*** Reading passage Section Begins ***
General Winfield Scott Retires


150 years ago today General Winfield Scott retired as commander of the United States Army. There had been increasing tensions between Scott and George B. McClellan, commander of the main Union army. Scott wrote this in his letter of resignation:
“For more than three years I have been unable, from a hurt, to mount a horse or walk more than a few paces at a time, and that with much pain. Other and new infirmities, dropsy and vertigo, admonish me that a repose of mind and body, with the appliances of surgery and medicine, are necessary to add a little more to a life already protracted much beyond the usual span of man. It is under such circumstances, made doubly painful by the unnatural and unjust rebellion now raging in the southern states of our so late prosperous and happy Union, that I am compelled to request that my name be placed on the list of army officers retired from active service.” 
He passed over the tensions with McClellan, but they were certainly a large part of his decision to resign. It had come to the point that McClellan referred to it as a war between him and Scott. Scott told McClellan this: "When I proposed that you should come here to aid, not supersede, me, you had my friendship and confidence. You still have my confidence.”

Scott retired as a man who had spent his life in service to his country. He had fought with high rank in both the War of 1812 and the Mexican War, but by the time of the Civil War he had outstayed his welcome. It was believed that new blood was needed to win the war, but just how well that new blood would preform still remained to be seen.
*** Reading passage Section Ends ***
*** Data extracts Section Begins ***
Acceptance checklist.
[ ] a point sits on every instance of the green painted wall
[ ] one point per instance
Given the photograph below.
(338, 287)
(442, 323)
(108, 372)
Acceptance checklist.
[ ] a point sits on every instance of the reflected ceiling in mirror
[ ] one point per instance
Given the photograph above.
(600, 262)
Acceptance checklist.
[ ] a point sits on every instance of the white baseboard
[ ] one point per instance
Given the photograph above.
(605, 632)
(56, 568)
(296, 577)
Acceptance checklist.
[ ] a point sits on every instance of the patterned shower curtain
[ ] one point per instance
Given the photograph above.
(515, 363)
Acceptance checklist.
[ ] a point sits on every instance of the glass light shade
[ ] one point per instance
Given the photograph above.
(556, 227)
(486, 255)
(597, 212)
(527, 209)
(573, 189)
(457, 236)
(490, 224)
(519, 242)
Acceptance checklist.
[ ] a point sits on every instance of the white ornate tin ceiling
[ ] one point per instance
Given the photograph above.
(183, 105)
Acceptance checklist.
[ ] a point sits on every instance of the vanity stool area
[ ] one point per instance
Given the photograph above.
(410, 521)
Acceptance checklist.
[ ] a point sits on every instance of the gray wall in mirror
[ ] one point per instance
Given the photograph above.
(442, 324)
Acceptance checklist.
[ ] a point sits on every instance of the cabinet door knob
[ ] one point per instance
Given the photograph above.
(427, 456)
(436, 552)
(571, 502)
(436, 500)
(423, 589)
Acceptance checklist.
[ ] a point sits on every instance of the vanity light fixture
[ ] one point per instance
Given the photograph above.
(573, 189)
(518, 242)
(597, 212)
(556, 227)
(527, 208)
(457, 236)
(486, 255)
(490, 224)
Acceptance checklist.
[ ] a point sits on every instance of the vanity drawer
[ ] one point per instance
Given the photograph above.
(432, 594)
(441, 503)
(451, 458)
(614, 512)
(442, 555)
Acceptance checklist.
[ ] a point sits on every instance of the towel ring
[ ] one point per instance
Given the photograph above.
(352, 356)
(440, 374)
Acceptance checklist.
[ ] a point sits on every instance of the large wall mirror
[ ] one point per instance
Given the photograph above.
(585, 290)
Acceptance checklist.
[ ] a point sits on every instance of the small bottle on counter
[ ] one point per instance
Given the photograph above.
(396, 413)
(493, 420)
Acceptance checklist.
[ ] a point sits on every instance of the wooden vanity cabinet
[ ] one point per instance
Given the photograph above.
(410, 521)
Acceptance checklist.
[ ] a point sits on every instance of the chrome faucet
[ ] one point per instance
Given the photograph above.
*** Data extracts Section Ends ***
Please rewrite the part of the General Scott retirement passage that opens with the words "Scott retired as a" and closes with "to be seen.", substituting "Mexican-American War" for "Mexican War".

Solution for this exercise =>
Scott retired as a man who had spent his life in service to his country. He had fought with high rank in both the War of 1812 and the Mexican-American War, but by the time of the Civil War he had outstayed his welcome. It was believed that new blood was needed to win the war, but just how well that new blood would preform still remained to be seen.